Ну а дальше… «Одной из первых подверглась нападению многотысячная колонна рабочих Нарвского района. Во главе ее шел Гапон и группа стариков-путиловцев с непокрытыми головами». (Не забудьте, что это — январь, 9 число!) В руках они несли иконы, хоругви. Перед колонной, тоже с непокрытыми головами, шли полицейские: помощник пристава и околоточный… И совершенно неожиданно пение псалмов и молитв было прервано треском солдатских залпов. «Что вы делаете? — закричал помощник пристава полковнику, командовавшему солдатами. — Как можно стрелять в крестный ход и портрет царя?» В итоге пристав Жолткевич и околоточный Шорников были тоже убиты. «На углу Невского и Морской мы застали страшную картину: везли на извозчиках убитых и тяжелораненых… Вели под руки более легко раненных. Снег был забразган кровью. Толпа стояла без шапок, многие в землю кланялись раненым…» (Из воспоминаний о 9 января.) «Дальше — тишина», — как говорил Гамлет. То есть, тишина на кладбище «Памяти жертв Девятого января»

СПИСОК ЗАДАНИЙ:
a) Перескажите отрывок о событиях 9 января в двух предложениях.
b) Кто, согласно отрывку о событиях 9 января, шел во главе колонны рабочих Нарвского района?
c) Выпишите все имена и фамилии людей и персонажей, которые упоминаются в отрывке о событиях 9 января.
Опирайтесь только на отрывок о событиях 9 января.

СТРОКИ ДАННЫХ:
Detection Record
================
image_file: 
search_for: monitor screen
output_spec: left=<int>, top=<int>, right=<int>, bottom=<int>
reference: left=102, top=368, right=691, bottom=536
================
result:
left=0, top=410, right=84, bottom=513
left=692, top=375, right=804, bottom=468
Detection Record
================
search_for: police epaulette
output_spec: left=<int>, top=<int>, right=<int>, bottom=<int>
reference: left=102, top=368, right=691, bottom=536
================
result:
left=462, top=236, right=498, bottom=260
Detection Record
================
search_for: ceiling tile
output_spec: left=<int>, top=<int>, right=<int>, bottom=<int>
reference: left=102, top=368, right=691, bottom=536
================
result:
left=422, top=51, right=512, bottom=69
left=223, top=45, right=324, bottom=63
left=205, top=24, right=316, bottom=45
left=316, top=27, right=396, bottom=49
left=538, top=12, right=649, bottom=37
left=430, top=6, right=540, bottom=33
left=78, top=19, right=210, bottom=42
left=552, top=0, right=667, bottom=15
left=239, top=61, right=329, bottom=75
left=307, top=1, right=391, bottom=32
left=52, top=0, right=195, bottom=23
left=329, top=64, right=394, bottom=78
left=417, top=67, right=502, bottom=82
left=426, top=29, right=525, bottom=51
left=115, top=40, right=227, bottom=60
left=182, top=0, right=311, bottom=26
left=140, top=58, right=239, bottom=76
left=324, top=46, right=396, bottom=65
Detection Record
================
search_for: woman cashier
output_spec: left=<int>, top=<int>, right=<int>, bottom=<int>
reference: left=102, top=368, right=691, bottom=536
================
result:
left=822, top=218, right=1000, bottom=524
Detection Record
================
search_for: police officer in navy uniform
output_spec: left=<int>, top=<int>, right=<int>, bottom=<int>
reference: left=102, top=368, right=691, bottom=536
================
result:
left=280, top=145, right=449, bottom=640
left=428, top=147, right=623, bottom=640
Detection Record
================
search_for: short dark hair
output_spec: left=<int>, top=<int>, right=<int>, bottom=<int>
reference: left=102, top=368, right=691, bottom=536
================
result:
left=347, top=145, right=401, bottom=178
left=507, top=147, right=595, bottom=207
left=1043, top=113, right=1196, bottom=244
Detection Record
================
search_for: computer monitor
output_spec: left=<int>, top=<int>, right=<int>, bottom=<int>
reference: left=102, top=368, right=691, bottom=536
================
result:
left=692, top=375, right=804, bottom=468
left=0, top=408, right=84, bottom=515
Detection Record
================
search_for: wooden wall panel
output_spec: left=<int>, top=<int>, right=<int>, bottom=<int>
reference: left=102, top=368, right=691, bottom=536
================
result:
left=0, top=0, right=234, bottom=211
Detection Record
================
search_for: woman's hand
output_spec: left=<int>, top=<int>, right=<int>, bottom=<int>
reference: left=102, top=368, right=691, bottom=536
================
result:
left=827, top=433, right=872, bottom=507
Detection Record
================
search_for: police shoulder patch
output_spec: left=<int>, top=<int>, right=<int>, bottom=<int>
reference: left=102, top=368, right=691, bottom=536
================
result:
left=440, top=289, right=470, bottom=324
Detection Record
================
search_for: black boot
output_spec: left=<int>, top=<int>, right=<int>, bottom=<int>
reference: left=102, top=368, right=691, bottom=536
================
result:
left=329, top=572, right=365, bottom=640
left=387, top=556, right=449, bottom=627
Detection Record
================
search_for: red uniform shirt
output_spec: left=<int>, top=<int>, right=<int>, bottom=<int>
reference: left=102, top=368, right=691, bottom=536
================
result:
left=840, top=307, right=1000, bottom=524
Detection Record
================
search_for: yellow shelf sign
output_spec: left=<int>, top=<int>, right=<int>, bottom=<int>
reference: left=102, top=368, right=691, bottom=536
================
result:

ОТВЕТЫ:
a) Многотысячную колонну рабочих Нарвского района, которую вели Гапон и старики-путиловцы с иконами и хоругвями, неожиданно обстреляли солдатскими залпами, и погибли даже шедшие впереди полицейские — пристав Жолткевич и околоточный Шорников. На углу Невского и Морской везли на извозчиках убитых и тяжелораненых, снег был в крови, а толпа стояла без шапок и кланялась раненым.

b) Гапон и группа стариков-путиловцев с непокрытыми головами.

c) Гапон, Жолткевич, Шорников, Гамлет.